(Task requirements)
Below are the records. State how many of their lines hold the word "Indicate", and add nothing else.
[Data records — start]
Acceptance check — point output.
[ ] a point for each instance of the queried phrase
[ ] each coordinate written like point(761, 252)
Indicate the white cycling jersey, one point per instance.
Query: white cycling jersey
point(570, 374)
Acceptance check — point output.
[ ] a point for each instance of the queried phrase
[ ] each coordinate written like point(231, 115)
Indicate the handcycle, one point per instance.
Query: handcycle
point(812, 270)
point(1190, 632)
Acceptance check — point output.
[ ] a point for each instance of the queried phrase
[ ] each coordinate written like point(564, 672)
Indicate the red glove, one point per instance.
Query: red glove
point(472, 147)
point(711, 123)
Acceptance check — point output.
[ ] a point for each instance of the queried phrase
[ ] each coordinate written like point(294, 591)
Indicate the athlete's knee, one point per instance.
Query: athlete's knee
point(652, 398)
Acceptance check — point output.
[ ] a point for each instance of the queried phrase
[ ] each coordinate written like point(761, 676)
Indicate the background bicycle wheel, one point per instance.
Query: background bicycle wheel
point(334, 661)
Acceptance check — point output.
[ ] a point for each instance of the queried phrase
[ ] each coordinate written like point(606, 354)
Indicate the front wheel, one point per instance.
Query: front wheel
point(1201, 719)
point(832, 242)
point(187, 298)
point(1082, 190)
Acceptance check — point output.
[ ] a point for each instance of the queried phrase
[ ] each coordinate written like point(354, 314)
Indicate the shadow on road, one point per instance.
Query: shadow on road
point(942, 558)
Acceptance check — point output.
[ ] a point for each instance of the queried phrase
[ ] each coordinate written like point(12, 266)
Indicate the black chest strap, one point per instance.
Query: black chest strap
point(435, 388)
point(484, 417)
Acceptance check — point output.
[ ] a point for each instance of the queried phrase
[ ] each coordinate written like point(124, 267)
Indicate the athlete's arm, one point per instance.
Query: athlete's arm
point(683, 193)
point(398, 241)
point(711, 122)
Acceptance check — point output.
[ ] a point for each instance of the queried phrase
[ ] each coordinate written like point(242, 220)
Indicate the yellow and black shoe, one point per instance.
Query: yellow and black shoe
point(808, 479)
[Data records — finish]
(Output of the task)
10